• **WHAT THE EXERCISE ASKS**
Given the entries below, would you transcribe exactly the lines starting at the one with "Indicate the northern" and ending at the one with "Indicate the bird's right", both kept, pictures omitted, nothing extra?

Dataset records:
=====
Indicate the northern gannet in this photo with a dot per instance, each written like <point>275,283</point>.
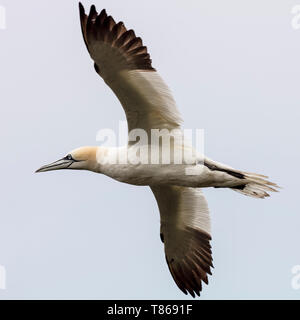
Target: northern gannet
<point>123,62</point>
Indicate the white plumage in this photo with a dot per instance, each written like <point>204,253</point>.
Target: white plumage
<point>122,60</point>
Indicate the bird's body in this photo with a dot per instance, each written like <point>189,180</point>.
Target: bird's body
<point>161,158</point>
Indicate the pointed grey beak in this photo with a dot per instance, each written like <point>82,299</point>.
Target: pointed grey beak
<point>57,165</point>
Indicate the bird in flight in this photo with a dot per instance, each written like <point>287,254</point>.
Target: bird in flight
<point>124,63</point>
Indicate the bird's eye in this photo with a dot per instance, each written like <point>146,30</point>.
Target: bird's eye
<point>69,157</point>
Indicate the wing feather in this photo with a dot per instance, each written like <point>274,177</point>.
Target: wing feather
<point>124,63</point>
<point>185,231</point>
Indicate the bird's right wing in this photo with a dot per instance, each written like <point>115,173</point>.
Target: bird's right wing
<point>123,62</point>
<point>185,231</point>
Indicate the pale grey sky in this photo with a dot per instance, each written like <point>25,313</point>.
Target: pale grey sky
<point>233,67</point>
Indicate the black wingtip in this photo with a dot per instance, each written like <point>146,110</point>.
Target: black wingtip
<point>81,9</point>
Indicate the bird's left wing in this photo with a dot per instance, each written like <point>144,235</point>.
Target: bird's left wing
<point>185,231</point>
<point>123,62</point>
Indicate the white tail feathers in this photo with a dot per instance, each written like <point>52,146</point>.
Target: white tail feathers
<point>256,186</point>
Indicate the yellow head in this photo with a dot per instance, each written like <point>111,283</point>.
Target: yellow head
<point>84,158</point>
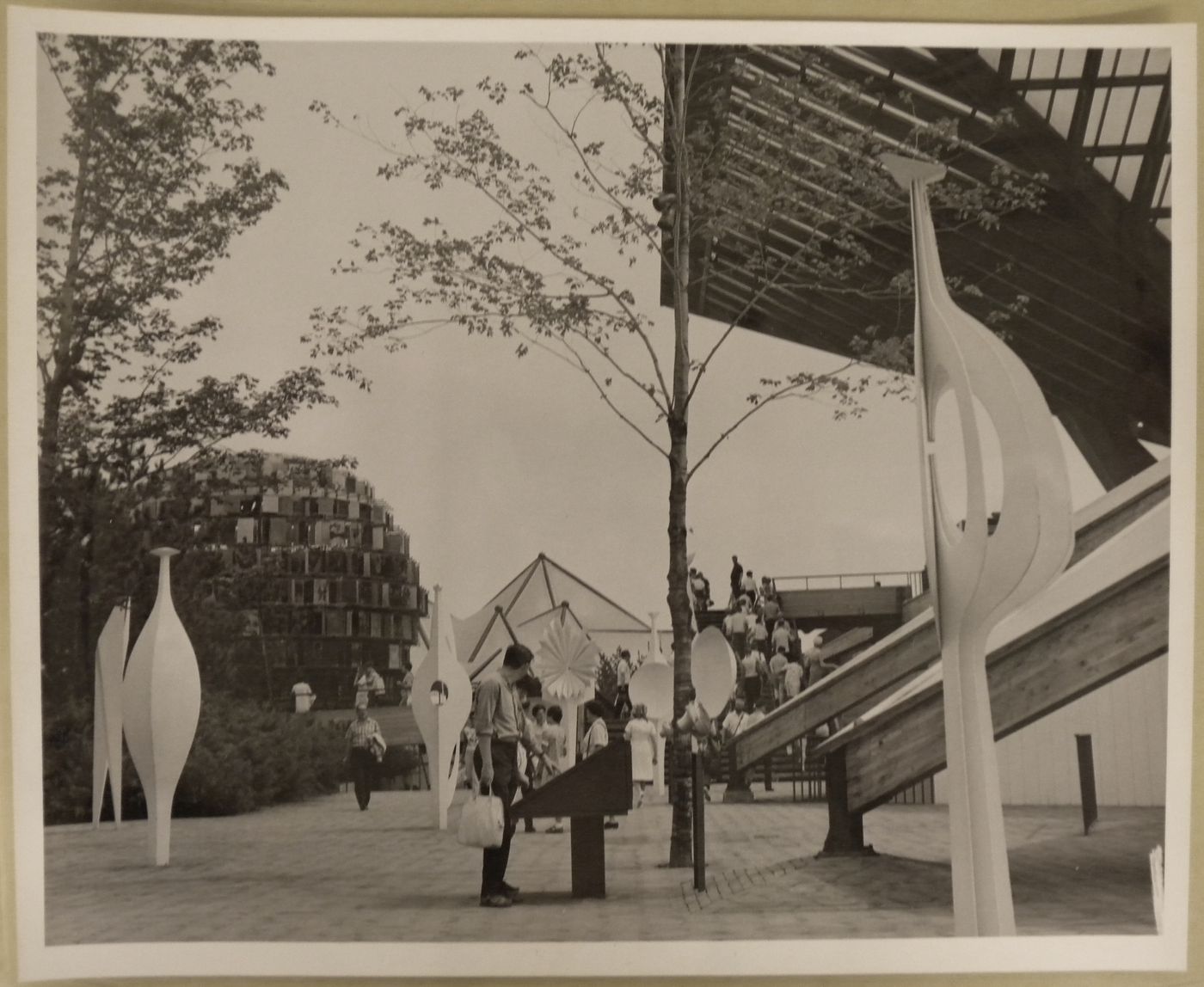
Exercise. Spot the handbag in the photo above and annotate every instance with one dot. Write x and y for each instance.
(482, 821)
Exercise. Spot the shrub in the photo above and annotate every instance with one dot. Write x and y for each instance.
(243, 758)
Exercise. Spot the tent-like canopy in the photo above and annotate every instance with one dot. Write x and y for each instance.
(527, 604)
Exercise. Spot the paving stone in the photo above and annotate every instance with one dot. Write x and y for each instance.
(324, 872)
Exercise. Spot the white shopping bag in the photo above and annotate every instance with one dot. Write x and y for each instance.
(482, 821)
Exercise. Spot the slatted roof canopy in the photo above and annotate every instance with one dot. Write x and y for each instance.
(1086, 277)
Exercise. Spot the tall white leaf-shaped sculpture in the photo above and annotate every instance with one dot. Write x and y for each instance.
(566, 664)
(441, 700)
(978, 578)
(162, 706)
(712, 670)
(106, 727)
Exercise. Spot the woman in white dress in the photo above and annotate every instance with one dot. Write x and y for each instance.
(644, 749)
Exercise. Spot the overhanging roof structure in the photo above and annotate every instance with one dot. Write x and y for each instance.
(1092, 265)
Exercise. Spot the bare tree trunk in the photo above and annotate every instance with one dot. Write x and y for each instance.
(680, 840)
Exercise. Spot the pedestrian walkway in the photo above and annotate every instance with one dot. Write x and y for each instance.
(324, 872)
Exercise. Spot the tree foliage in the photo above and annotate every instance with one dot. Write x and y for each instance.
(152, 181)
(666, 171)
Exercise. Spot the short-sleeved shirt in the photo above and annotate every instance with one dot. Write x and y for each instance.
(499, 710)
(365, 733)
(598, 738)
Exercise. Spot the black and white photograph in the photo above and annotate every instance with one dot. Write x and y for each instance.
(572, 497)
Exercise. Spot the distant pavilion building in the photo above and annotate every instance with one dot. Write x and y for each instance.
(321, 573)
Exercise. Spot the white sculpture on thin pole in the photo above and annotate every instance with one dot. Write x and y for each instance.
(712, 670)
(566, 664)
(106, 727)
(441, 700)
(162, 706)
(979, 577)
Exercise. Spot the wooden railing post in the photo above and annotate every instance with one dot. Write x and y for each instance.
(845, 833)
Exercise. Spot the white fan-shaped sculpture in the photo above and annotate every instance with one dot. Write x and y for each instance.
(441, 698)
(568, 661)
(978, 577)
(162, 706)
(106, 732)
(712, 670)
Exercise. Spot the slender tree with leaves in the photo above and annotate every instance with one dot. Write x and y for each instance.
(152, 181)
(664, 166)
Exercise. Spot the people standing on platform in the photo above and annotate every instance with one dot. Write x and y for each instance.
=====
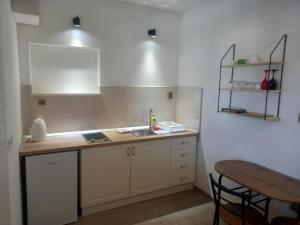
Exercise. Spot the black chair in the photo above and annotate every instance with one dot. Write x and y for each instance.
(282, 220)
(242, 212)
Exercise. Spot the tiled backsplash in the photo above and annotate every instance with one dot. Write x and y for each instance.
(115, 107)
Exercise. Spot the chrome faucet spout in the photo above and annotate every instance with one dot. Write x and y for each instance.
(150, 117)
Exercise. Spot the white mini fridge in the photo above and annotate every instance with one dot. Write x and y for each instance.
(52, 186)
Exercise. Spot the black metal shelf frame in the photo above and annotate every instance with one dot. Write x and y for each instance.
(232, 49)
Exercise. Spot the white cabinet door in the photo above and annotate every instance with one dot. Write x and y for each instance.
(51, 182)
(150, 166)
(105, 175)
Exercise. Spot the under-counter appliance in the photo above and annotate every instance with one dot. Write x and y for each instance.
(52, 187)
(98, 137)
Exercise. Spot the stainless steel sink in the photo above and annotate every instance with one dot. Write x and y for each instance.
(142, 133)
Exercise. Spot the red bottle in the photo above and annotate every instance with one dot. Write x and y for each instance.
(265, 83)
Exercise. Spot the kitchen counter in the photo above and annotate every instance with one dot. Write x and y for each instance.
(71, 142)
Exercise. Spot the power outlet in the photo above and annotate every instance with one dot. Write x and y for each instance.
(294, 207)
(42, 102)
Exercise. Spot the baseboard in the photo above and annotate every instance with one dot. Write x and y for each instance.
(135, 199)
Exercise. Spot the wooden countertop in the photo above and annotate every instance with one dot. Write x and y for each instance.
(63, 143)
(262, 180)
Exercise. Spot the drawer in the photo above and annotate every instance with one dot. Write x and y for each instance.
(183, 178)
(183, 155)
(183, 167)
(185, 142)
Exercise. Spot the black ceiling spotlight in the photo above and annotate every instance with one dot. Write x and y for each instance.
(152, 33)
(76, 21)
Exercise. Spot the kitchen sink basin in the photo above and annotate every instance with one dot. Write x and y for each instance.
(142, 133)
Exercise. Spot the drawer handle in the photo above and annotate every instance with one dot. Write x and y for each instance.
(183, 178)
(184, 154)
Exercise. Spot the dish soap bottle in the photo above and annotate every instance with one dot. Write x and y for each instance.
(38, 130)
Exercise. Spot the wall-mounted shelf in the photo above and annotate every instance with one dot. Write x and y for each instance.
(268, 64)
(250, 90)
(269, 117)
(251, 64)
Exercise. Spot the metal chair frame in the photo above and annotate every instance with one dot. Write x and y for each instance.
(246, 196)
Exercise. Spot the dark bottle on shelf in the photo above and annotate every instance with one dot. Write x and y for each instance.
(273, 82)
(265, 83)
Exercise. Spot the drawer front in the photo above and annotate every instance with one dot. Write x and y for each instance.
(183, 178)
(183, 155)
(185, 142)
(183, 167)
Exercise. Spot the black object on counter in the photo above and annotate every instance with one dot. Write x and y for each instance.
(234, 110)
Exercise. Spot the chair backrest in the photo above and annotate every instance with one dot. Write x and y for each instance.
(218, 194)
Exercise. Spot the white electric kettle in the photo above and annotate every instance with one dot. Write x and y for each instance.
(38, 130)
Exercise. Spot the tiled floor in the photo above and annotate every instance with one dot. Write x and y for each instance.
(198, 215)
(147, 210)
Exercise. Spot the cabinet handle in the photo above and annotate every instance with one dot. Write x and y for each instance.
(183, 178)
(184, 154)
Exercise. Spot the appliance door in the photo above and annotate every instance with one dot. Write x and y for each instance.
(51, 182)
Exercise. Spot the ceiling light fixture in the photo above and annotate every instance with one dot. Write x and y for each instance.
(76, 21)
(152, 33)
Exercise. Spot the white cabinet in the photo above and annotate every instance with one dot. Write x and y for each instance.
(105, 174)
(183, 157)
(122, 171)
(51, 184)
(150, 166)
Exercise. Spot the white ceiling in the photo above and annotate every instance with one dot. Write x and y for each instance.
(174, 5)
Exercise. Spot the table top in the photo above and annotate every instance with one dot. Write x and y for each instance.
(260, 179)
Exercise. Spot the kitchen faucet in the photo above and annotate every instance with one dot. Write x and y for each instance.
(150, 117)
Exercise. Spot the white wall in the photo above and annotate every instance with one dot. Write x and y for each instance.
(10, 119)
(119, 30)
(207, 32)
=====
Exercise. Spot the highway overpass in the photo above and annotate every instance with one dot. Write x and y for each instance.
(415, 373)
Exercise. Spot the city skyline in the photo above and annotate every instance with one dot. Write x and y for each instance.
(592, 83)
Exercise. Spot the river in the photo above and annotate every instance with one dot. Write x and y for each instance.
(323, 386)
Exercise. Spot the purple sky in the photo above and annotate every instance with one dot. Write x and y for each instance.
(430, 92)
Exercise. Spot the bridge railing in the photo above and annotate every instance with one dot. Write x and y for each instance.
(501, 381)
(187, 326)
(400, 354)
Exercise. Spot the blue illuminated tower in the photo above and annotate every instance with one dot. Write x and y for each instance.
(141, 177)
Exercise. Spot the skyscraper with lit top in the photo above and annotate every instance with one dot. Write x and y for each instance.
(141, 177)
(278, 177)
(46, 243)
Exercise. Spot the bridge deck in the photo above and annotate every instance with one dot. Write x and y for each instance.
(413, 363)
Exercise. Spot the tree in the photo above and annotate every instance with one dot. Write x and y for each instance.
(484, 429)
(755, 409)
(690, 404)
=====
• **OUTPUT OF THE EXERCISE**
Indicate the northern gannet in this photo with a dot per instance, each written like <point>275,283</point>.
Target: northern gannet
<point>123,62</point>
Indicate the white plumage in this photo with a dot per instance, each written like <point>204,253</point>.
Target: white plumage
<point>122,60</point>
Indicate the bird's body in this photo with a dot per instance, each written like <point>189,180</point>.
Target: bird's body
<point>161,158</point>
Indicate the pointed grey beak in this photo with a dot per instance, each written like <point>82,299</point>.
Target: pointed grey beak
<point>57,165</point>
Indicate the bird in flight in this photo with a dot per instance, each written like <point>287,254</point>.
Target: bird in flight
<point>124,63</point>
Indicate the bird's eye in this photo with a dot per instance, each written like <point>146,30</point>.
Target: bird's eye
<point>69,157</point>
Indicate the wing feather in this photo with a dot per instance, each written like <point>274,177</point>.
Target: wing feather
<point>124,63</point>
<point>185,231</point>
Indicate the bird's right wing in this photo with a dot per instance, each written like <point>115,173</point>.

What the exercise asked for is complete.